WHAT IS ASKED => Reproduce the rows below verbatim, leaving out the pictures.

Dataset rows =>
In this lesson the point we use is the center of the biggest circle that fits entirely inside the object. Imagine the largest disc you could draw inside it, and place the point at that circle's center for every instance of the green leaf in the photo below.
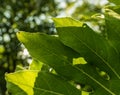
(49, 50)
(22, 79)
(117, 2)
(14, 89)
(36, 65)
(68, 21)
(96, 50)
(42, 83)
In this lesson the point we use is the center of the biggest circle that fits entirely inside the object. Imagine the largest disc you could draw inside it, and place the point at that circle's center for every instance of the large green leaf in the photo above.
(33, 83)
(97, 51)
(63, 53)
(49, 50)
(117, 2)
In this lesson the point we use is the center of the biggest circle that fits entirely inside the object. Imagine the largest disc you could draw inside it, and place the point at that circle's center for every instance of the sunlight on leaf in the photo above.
(79, 60)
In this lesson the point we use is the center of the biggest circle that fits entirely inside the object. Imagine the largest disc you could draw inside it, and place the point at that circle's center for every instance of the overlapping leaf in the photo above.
(75, 40)
(33, 83)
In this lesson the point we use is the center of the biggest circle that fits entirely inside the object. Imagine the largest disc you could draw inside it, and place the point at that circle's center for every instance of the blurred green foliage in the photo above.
(33, 16)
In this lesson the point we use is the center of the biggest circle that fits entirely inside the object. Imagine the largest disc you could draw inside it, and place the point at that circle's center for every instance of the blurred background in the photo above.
(35, 16)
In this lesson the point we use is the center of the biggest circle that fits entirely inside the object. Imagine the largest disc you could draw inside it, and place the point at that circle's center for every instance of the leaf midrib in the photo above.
(97, 55)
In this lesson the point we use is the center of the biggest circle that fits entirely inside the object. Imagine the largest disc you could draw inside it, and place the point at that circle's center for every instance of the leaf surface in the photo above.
(97, 51)
(44, 84)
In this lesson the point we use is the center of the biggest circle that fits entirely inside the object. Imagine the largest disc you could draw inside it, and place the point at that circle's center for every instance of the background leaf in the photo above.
(45, 84)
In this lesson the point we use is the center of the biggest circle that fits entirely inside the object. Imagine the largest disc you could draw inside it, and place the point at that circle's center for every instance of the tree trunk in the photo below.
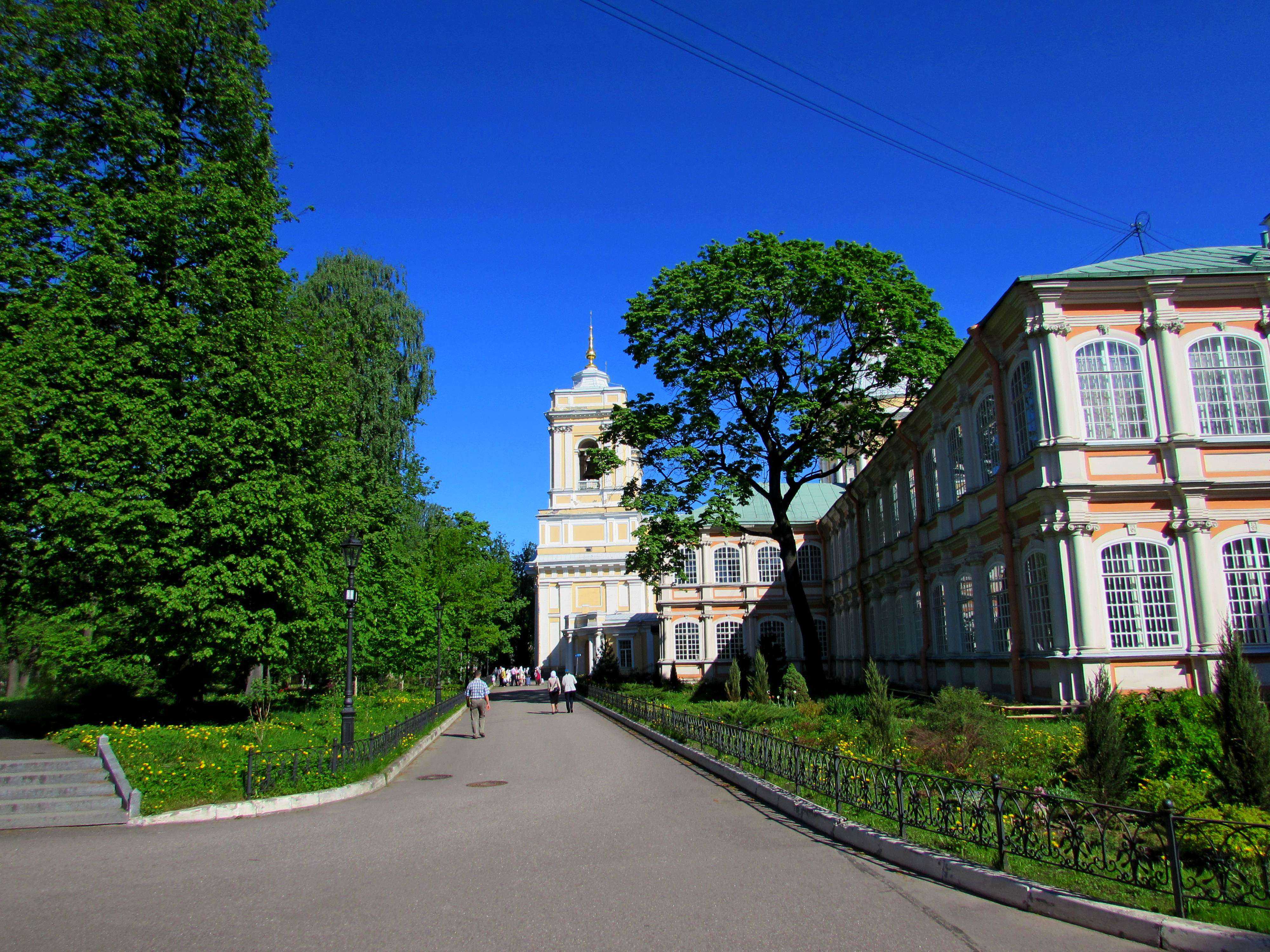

REPLY =>
In this lesson the point we use is the center of the biggest circle that fits entirely inside the object. Imagine the largest disc you could draw inside it, and place the point at that circle's center for every instance of the green leaf in the photo below.
(49, 50)
(22, 79)
(117, 2)
(14, 89)
(36, 65)
(68, 21)
(96, 50)
(42, 83)
In this lesson the point we use is the center of the biggest circle that fits entirely inside the object. Imagine the largest disc you could draw inside it, and place the point at that circle's center for every instance of the large green leaf in the photo above.
(33, 83)
(97, 51)
(63, 53)
(49, 50)
(117, 2)
In this lesson the point we use is the center of the biggest circle that fits entirely inside the object. Imagine the largest disc you could draw inside it, and place the point at that circle's center for every instance of the sunlight on leaf in the photo above.
(79, 60)
In this lesson the point we use is the center of the biggest circle that fits entirely inside the object. Imagine the largest disc you could draw inside it, and place the point at that circle's center for every instance of the overlapping leaf in the photo above.
(75, 40)
(33, 83)
In this lesson the point we use is the center of the biggest circle that fits entirely inside the object. Imagine the largest disc you could draw inside it, and place the point at that circle's center for every instance of the blurred green foliage in the photo above.
(33, 16)
In this lesson the point we use is the center of the biggest circle that fits entirely inside the object. Imagine the largest disc you could draw inside it, and place the point at that circle's center for every instance of the blurred background in the photo above.
(35, 16)
In this lesson the point we use is the center of the biggest circle that fits entirely inside the object. Imagine the largest disc you could draw inside it, and place the point at that circle's center for every instance of the leaf midrib in the photo above.
(97, 55)
In this lesson the point we use is the center of the biggest circle that fits entirely inside the object. Imagine the largest disc you could draw inside it, and place the point at that circle's center for every instance of the leaf surface in the photo above.
(97, 51)
(44, 84)
In this lesson the point we use is the center of the biggest circle that fits entirely inside the object. Imagine the largest disc you could draw inside it, and place the point at that circle's center for every instance of the background leaf in the photo above.
(45, 84)
In this lesson the point we use is the center of the biggest circle that fits entirely inside the object. Imagine the largest disc you could draw inside it, and place the point at that circle's center for every instance of the tree trunk in the photo below.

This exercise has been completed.